» **What the task asks**
Reproduce the listing exactly, with no pictures in your copy.

» **Raw data**
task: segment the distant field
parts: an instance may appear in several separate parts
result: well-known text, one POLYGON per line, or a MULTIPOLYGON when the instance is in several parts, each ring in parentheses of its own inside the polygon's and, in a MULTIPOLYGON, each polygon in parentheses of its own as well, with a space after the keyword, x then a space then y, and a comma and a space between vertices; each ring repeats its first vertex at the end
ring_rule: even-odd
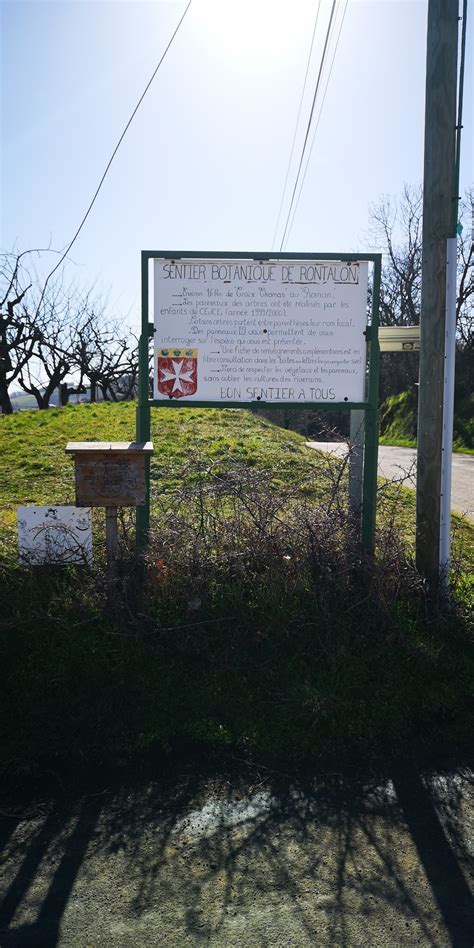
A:
POLYGON ((11 402, 14 411, 38 407, 35 396, 27 395, 26 392, 15 392, 15 394, 11 396, 11 402))

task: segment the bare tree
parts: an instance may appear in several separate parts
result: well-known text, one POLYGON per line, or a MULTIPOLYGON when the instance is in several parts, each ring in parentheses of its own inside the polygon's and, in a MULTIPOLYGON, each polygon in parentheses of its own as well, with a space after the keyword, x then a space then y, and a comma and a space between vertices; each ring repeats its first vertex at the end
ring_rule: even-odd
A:
MULTIPOLYGON (((458 296, 456 324, 458 352, 474 349, 473 247, 467 221, 474 194, 468 192, 460 207, 465 227, 458 240, 458 296)), ((383 253, 380 293, 382 326, 416 326, 421 311, 422 189, 405 185, 400 199, 384 198, 371 208, 372 243, 383 253)), ((418 380, 418 356, 386 353, 382 360, 382 399, 413 389, 418 380)))
POLYGON ((96 301, 86 307, 86 317, 76 327, 71 359, 81 379, 88 379, 90 400, 114 398, 114 388, 128 367, 128 343, 118 321, 105 318, 104 307, 96 301))
POLYGON ((384 198, 371 208, 371 233, 384 255, 382 326, 420 322, 422 204, 421 188, 405 185, 399 201, 384 198))
POLYGON ((127 346, 124 349, 122 358, 115 368, 114 377, 107 386, 108 397, 114 402, 130 401, 137 394, 138 339, 134 333, 130 333, 130 335, 134 345, 127 346))
POLYGON ((34 322, 25 322, 22 306, 31 287, 24 258, 31 252, 0 257, 0 407, 7 415, 13 411, 9 387, 31 358, 38 335, 34 322))
POLYGON ((25 324, 35 327, 36 340, 19 383, 23 391, 34 395, 40 409, 49 408, 52 395, 61 390, 73 369, 70 350, 82 316, 78 294, 72 288, 65 290, 60 281, 50 284, 47 295, 24 308, 25 324))
POLYGON ((461 203, 463 230, 458 240, 458 296, 456 320, 462 347, 474 354, 474 189, 461 203))
POLYGON ((38 408, 48 408, 55 390, 66 405, 71 394, 114 401, 135 394, 137 340, 119 320, 107 317, 106 302, 90 290, 65 287, 62 277, 42 284, 30 277, 24 258, 31 253, 5 253, 0 258, 0 405, 13 410, 9 386, 18 380, 34 395, 38 408))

» **Output below**
task: segment the distant field
parts: an instance may appear in several separate parts
result: well-known text, one POLYGON per line, or a MULTIPOLYGON when the instance is in several parts, each ring in parentheses of its own inside the polygon's and, in a MULTIPOLYGON, each polygon in parentheses of its own as well, with a space after the keyword, x then a space then y, and a comma and a space between vertices; each ring repeats its first vertex at the end
ring_rule: even-odd
A:
POLYGON ((11 402, 14 411, 38 407, 35 396, 27 395, 26 392, 15 392, 15 394, 11 396, 11 402))

task: segment the bare tree
parts: an instance may appear in several separate parts
result: well-known text, one POLYGON per line, or a MULTIPOLYGON when the instance is in several parts, each ring in parentheses of its own inside the polygon's and, in a MULTIPOLYGON, each polygon in parentheses of its own as well, with a space after the keyword, x then a space then y, and a comma and a space between vertices; each ring repeats its first vertex at the end
ring_rule: even-odd
A:
MULTIPOLYGON (((458 296, 456 324, 458 352, 474 349, 473 247, 467 221, 474 194, 468 192, 460 207, 465 227, 458 240, 458 296)), ((383 253, 380 293, 382 326, 416 326, 421 311, 422 189, 405 185, 400 199, 384 198, 371 208, 372 243, 383 253)), ((418 380, 418 356, 386 353, 382 360, 382 399, 413 389, 418 380)))
POLYGON ((96 301, 86 307, 86 317, 76 327, 71 359, 81 379, 88 379, 90 400, 114 398, 114 388, 128 367, 128 343, 118 321, 105 318, 104 307, 96 301))
POLYGON ((384 198, 371 208, 371 233, 384 255, 382 326, 420 322, 422 204, 421 188, 405 185, 399 201, 384 198))
POLYGON ((127 346, 124 349, 122 358, 115 368, 114 377, 107 386, 108 397, 114 402, 130 401, 137 394, 138 339, 134 333, 130 333, 130 335, 134 345, 127 346))
POLYGON ((34 322, 25 322, 22 306, 31 287, 24 258, 31 252, 0 257, 0 407, 7 415, 13 411, 9 387, 31 358, 38 335, 34 322))
POLYGON ((25 324, 35 327, 36 340, 19 383, 23 391, 34 395, 40 409, 49 408, 52 395, 61 390, 73 369, 70 350, 82 316, 78 294, 72 288, 65 290, 60 281, 50 284, 47 295, 24 308, 25 324))
POLYGON ((461 203, 463 230, 458 240, 458 296, 456 320, 462 347, 474 354, 474 189, 461 203))
POLYGON ((38 408, 48 408, 55 390, 66 405, 71 394, 114 401, 135 394, 137 340, 119 320, 107 317, 106 302, 90 290, 65 287, 62 277, 42 284, 30 277, 24 258, 31 253, 5 253, 0 258, 0 405, 13 410, 9 386, 18 380, 34 395, 38 408))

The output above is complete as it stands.